## Work request
Only one stretch of the data below should be repeated: the lines from the line containing "find purple flower" through the line containing "find window shutter", inclusive, exactly as they are.

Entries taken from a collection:
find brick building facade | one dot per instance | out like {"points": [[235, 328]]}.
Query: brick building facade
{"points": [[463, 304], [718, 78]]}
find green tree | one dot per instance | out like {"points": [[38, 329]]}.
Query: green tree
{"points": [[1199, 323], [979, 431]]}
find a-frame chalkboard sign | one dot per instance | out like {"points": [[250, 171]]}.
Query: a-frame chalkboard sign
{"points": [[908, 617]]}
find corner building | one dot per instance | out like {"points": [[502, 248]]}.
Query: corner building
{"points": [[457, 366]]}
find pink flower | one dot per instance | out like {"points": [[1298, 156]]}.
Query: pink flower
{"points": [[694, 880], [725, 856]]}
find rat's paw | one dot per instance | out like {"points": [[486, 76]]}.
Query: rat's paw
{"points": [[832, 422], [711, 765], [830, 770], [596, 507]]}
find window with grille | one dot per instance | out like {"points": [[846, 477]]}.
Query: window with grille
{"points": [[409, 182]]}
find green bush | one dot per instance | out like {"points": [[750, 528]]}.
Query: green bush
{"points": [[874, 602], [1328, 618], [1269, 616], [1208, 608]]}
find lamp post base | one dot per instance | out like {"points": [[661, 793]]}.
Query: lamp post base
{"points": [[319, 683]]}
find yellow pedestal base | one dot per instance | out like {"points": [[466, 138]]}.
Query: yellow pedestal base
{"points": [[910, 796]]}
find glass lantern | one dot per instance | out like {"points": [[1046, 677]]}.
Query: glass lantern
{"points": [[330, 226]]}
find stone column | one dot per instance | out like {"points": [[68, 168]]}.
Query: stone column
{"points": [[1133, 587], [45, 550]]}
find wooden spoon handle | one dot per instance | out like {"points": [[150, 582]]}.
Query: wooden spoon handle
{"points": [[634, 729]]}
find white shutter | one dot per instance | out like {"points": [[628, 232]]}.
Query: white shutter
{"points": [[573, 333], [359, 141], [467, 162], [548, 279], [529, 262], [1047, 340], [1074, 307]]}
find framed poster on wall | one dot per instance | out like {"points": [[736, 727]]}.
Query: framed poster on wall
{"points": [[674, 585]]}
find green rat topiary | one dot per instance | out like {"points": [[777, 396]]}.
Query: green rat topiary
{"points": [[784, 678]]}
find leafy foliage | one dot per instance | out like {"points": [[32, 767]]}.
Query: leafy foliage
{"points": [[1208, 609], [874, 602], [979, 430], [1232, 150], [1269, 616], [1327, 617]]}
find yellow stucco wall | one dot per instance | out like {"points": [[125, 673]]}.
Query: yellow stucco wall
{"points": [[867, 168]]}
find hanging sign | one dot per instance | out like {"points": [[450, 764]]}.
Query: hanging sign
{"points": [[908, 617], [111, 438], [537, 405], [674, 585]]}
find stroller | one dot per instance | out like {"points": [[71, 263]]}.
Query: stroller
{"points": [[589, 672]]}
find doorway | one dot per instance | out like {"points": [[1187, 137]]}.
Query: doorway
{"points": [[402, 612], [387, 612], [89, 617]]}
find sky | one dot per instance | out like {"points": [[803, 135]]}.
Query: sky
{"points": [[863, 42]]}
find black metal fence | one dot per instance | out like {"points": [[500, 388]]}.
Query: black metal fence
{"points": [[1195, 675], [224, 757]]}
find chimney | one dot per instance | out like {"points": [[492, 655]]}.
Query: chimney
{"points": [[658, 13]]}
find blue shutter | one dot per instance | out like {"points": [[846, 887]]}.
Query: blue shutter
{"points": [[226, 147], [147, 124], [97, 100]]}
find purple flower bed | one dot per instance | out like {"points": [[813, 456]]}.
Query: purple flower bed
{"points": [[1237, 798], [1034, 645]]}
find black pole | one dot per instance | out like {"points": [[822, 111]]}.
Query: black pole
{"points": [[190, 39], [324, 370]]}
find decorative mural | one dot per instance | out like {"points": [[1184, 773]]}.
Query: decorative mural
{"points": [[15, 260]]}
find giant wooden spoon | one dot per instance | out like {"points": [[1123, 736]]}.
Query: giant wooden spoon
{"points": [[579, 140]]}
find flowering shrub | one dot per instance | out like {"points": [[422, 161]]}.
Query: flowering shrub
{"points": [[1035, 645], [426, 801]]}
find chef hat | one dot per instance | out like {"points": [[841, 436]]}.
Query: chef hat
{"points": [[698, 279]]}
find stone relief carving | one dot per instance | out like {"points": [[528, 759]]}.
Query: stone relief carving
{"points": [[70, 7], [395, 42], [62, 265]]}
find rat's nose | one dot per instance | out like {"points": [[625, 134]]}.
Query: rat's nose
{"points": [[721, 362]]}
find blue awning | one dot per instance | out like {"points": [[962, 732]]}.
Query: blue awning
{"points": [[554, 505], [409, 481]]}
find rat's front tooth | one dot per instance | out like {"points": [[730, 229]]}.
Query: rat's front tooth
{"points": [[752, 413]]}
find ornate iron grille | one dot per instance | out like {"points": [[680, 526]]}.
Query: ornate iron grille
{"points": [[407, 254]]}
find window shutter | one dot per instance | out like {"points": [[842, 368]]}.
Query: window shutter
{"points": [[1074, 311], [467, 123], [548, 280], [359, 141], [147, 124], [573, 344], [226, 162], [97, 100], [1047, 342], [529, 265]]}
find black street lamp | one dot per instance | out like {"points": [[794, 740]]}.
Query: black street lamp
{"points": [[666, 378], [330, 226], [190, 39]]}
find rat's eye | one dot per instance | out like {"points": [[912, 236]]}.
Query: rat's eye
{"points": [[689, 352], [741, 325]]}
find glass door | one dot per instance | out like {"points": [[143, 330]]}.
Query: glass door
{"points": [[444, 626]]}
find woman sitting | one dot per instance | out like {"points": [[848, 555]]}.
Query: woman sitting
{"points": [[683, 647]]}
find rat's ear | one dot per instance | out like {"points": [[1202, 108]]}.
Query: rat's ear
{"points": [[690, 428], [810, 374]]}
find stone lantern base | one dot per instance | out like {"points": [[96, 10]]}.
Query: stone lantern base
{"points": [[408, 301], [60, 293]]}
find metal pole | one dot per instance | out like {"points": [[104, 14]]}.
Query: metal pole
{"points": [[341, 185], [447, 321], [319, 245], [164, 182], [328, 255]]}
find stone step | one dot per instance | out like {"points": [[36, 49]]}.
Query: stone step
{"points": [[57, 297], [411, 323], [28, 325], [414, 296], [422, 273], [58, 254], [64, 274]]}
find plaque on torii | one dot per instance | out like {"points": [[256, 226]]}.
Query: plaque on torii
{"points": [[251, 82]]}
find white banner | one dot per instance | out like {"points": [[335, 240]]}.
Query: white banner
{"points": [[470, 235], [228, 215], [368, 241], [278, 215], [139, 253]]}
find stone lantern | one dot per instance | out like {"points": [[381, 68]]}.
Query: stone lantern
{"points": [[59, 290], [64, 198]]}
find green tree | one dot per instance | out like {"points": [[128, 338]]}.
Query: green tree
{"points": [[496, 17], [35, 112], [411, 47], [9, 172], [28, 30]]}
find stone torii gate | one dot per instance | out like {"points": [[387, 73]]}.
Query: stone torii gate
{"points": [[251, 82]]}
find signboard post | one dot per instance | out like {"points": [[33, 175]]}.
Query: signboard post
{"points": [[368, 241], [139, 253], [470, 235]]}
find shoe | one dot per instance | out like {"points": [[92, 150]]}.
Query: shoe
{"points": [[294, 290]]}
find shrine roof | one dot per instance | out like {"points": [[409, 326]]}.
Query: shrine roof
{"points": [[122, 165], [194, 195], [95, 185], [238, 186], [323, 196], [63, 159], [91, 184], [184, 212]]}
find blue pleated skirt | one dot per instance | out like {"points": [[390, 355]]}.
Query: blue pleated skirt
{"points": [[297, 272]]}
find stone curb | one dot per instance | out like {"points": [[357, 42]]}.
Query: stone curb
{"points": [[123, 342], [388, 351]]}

## Your response
find purple flower bed | one dot per instance | out like {"points": [[813, 456]]}.
Query: purple flower bed
{"points": [[1237, 798], [1034, 645]]}
find black pole | one dot per instance | out like {"points": [[822, 111]]}.
Query: black pole
{"points": [[190, 39], [324, 370]]}
find decorative mural | one dot per instance | out like {"points": [[1184, 773]]}.
Query: decorative mural
{"points": [[15, 260]]}
find giant wooden spoon | one dot per instance | out like {"points": [[1123, 736]]}.
Query: giant wooden spoon
{"points": [[579, 140]]}
find flowering shrub | one dot per instance | out like {"points": [[422, 161]]}.
Query: flowering shrub
{"points": [[1035, 645], [426, 801]]}
find chef hat | one dot per instance | out like {"points": [[841, 436]]}.
Query: chef hat
{"points": [[698, 279]]}
find stone relief carving | one dot per instance | out like {"points": [[528, 759]]}.
Query: stone relief carving
{"points": [[70, 7], [395, 42], [62, 265]]}
find rat's nose | one dot per instance | out like {"points": [[625, 134]]}.
Query: rat's nose
{"points": [[721, 362]]}
find blue awning | one dot per instance | out like {"points": [[962, 732]]}.
Query: blue awning
{"points": [[554, 505], [409, 481]]}
find rat's front tooth | one dot per instance | out like {"points": [[730, 229]]}.
Query: rat's front tooth
{"points": [[752, 413]]}
find ornate iron grille | one dot per instance | out like {"points": [[680, 526]]}.
Query: ornate iron grille
{"points": [[407, 254]]}
find window shutter | one dot per instance | out like {"points": [[842, 368]]}.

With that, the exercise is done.